EXERCISE GOAL –
List every field label in the metadata block of the commit page below (the words followed by a colon, from the author line through the download line).

SELECTED EXTRACT –
○ ○ ○ ○ ○

Make float::from_bits transmute (and update the documentation to reflect this).

The current implementation/documentation was made to avoid sNaN because of potential safety issues implied by old/bad LLVM documentation. These issues aren't real, so we can just make the implementation transmute (as permitted by the existing documentation of this method). Also the documentation didn't actually match the behaviour: it said we may change sNaNs, but in fact we canonicalized *all* NaNs. Also an example in the documentation was wrong: it said we *always* change sNaNs, when the documentation was explicitly written to indicate it was implementation-defined. This makes to_bits and from_bits perfectly roundtrip cross-platform, except for one caveat: although the 2008 edition of IEEE-754 specifies how to interpet the signaling bit, earlier editions didn't. This lead to some platforms picking the opposite interpretation, so all signaling NaNs on x86/ARM are quiet on MIPS, and vice-versa. NaN-boxing is a fairly important optimization, while we don't even guarantee that float operations properly preserve signalingness. As such, this seems like the more natural strategy to take (as opposed to trying to mangle the signaling bit on a per-platform basis). This implementation is also, of course, faster.
author: Alexis Beingessner <a.beingessner@gmail.com> 2017-11-15 15:05:47 -0500
committer: Alexis Beingessner <a.beingessner@gmail.com> 2017-11-23 16:55:52 -0500
commit: 439576fd7bedf741db5fb6a21c902e858d51f2a0 (patch)
tree: 20e757796ce44c0ff3af226a2388e7f11e3123b6
parent: 88a28ff6028cf197ed6b4185d8cd4887f05e3e07 (diff)
download: rust-439576fd7bedf741db5fb6a21c902e858d51f2a0.tar.gz
rust-439576fd7bedf741db5fb6a21c902e858d51f2a0.zip
2 files changed, 86 insertions, 76 deletions
diff --git a/src/libstd/f32.rs b/src/libstd/f32.rs
index 7ec6124dfa4..42182092ab1 100644
--- a/src/libstd/f32.rs
+++ b/src/libstd/f32.rs
@@ -998,10 +998,13 @@ impl f32 {
 
     /// Raw transmutation to `u32`.
     ///
-    /// Converts the `f32` into its raw memory representation,
-    /// similar to the `transmute` function.
+    /// This is currently identical to `transmute::<f32, u32>(self)` on all platforms.
     ///
-    /// Note that this function is distinct from casting.

○ ○ ○ ○ ○

ITEMS –
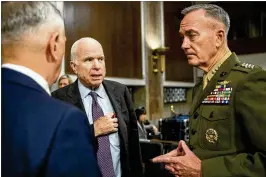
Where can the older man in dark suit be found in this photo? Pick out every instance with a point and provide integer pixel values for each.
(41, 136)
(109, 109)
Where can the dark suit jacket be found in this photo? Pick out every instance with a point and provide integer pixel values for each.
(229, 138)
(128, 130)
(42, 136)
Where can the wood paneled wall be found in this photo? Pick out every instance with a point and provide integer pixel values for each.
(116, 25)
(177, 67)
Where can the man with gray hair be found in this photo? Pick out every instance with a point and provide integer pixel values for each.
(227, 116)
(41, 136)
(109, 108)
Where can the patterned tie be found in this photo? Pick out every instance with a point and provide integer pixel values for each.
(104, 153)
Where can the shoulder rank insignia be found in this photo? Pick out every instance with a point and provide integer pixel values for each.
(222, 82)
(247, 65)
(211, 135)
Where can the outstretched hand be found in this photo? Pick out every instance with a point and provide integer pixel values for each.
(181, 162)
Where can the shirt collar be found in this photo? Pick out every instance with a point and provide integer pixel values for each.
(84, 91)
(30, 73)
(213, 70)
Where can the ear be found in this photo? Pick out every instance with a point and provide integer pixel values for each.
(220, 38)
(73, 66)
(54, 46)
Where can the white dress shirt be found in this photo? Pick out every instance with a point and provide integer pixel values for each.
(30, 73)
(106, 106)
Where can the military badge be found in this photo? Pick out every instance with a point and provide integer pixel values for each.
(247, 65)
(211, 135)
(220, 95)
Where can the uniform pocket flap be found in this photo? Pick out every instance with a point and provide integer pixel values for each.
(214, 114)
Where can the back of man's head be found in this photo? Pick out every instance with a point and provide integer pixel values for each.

○ ○ ○ ○ ○

TASK RESULT –
author, committer, commit, tree, parent, download